■ **Work instructions**
#1 In the net neutrality abstract, what three basic principles for maintaining an open Internet does network neutrality outline?
#2 Using the net neutrality abstract, explain why the debate over Internet regulation carries high stakes.

■ **Text segment**
=== Begin Enclosure ===

In this paper, I address the ongoing debate of Internet regulation, at least among scholars. The debate, depending on the outcome, may ultimately alter the very nature of the Internet as a free and open, digital medium that is available to all. The focus of said regulation shall be primarily concentrated within the domain of regulating Internet service providers and network neutrality—a policy adopted by the Federal Communications Committee that outlines three basic principles to maintain an open Internet: transparency, no blocking, and no unreasonable discrimination. In addition, I will address the potential alternatives before advocating for network neutrality, including the potential alternatives. On this note, a special mention will be paid tribute to Google and Verizon’s “dual Internet,” which may ultimately create a public, regulated Internet and a commercialized Internet, governed by telecommunication companies—potentially changing the current Internet service provider-consumer pricing system. In my advocacy, I explore the legal precedents behind network neutrality and employ said precedents as the primary factor in choosing an optimal solution.

=== End Enclosure ===

[Dataset items]
=== Begin Enclosure ===

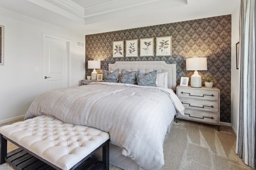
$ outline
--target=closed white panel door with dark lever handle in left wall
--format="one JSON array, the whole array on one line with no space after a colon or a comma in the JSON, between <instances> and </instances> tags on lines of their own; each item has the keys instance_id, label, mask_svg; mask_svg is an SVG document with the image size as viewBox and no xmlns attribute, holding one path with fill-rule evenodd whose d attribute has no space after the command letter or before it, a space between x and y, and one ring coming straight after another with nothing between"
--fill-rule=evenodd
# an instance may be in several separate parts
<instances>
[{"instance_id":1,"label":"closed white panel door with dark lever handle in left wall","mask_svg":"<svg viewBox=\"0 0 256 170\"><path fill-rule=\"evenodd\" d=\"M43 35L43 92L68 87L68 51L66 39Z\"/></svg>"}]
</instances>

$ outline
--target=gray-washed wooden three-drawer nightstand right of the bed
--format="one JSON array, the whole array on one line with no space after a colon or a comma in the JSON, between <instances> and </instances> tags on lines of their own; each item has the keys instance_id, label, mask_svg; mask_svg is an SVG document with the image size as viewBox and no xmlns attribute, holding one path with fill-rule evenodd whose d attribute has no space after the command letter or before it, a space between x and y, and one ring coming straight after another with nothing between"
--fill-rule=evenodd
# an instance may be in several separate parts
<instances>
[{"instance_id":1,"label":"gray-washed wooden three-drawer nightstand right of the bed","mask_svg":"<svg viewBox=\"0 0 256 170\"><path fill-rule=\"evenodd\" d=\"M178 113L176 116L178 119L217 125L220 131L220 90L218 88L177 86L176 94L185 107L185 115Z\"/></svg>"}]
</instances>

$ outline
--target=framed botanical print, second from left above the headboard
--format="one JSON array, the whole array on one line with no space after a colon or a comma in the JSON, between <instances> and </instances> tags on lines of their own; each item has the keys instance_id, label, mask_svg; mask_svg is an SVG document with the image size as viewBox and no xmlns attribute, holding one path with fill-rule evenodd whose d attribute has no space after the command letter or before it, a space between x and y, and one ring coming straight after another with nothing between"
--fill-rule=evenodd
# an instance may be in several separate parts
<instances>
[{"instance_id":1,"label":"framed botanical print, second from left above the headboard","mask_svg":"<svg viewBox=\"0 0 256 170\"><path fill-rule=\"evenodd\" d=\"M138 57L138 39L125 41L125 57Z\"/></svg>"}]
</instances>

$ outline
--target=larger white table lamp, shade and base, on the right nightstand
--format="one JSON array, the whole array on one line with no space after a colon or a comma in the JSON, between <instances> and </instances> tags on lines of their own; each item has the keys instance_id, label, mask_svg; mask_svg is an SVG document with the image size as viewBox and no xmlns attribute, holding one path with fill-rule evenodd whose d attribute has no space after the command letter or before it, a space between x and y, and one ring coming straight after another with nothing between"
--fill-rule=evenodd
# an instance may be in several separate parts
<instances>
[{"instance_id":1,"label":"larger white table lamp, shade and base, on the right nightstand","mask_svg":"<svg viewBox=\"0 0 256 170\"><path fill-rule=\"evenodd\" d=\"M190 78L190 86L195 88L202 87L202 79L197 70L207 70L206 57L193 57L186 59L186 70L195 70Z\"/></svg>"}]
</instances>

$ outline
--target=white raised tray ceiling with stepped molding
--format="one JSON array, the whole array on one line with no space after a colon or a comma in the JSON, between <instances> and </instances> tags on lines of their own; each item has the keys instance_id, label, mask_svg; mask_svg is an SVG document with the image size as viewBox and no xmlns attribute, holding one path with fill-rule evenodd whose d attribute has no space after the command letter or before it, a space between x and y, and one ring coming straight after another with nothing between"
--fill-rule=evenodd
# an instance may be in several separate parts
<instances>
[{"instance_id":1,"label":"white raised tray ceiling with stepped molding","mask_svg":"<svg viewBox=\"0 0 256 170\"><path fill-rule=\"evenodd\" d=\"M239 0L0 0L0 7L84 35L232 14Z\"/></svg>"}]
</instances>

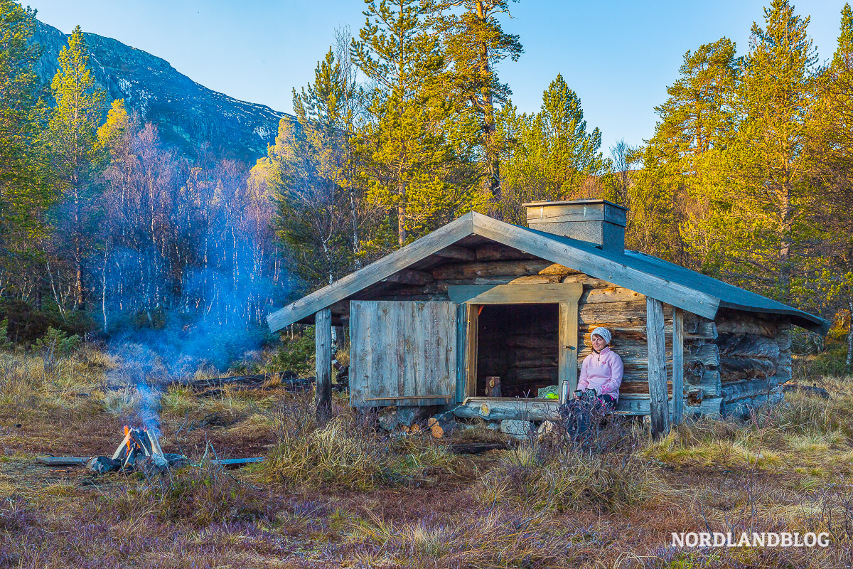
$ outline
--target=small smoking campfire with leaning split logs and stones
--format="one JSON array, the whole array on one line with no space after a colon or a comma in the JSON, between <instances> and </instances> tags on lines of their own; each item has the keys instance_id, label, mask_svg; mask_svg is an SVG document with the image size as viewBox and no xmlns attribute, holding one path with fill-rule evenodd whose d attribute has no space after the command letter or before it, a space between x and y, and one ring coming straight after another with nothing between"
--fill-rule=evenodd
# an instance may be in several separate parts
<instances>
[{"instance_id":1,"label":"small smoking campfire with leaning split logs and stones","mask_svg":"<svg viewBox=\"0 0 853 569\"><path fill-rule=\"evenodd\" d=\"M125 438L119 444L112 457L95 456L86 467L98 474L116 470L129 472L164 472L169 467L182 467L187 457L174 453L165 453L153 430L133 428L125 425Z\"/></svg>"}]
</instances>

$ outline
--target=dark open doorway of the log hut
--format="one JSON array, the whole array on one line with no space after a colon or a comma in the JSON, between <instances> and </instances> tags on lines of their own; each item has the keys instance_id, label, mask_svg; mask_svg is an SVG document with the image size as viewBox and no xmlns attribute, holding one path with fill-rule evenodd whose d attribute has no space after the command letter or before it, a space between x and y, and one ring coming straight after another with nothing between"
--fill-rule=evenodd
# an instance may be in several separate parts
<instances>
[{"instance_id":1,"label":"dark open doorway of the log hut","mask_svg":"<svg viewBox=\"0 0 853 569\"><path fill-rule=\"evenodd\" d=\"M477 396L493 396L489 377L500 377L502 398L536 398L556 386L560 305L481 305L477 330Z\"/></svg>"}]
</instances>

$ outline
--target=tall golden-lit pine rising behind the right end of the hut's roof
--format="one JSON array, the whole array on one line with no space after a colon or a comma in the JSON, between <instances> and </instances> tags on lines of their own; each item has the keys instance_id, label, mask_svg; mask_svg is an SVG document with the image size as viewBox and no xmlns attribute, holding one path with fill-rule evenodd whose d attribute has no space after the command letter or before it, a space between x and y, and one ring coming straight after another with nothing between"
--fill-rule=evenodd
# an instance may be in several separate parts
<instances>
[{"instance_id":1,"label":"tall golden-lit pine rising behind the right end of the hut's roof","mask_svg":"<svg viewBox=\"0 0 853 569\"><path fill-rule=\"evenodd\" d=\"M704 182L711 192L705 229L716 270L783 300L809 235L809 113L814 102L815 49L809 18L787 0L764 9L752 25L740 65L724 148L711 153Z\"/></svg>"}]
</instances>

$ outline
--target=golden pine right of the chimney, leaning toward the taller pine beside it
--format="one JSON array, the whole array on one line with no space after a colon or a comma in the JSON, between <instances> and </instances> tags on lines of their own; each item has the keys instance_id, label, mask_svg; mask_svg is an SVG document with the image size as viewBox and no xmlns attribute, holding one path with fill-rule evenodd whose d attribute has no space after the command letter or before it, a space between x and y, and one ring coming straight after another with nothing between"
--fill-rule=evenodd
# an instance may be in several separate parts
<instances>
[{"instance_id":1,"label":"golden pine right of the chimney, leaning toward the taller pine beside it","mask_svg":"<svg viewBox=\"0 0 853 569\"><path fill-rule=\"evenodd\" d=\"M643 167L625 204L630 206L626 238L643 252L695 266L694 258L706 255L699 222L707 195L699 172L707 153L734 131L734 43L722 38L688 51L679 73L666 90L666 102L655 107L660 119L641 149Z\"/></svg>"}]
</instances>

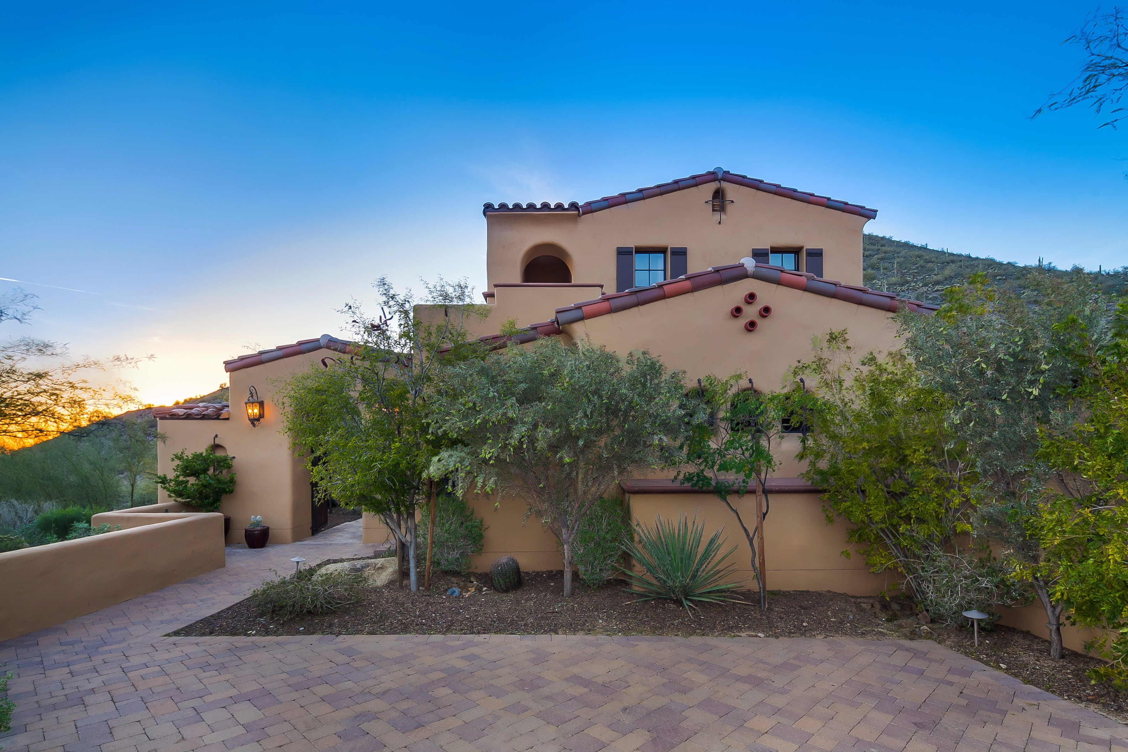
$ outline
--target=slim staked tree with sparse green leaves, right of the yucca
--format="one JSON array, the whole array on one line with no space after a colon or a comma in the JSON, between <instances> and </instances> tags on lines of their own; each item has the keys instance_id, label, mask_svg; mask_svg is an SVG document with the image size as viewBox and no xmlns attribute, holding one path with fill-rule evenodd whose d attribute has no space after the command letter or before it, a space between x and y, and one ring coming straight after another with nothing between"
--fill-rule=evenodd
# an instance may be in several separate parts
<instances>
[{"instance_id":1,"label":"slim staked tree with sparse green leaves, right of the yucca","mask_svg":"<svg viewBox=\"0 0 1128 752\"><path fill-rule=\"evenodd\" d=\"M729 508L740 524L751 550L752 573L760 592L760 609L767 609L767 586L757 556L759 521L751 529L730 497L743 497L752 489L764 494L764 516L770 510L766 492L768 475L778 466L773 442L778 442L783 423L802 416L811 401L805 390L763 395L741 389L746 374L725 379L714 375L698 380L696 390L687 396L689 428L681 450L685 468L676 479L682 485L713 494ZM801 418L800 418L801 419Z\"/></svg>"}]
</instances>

=== End Enclosure ===

■ **Exercise results**
#1 Transparency, no blocking, and no unreasonable discrimination.

#2 Depending on its outcome, the debate may ultimately alter the very nature of the Internet as a free and open digital medium that is available to all.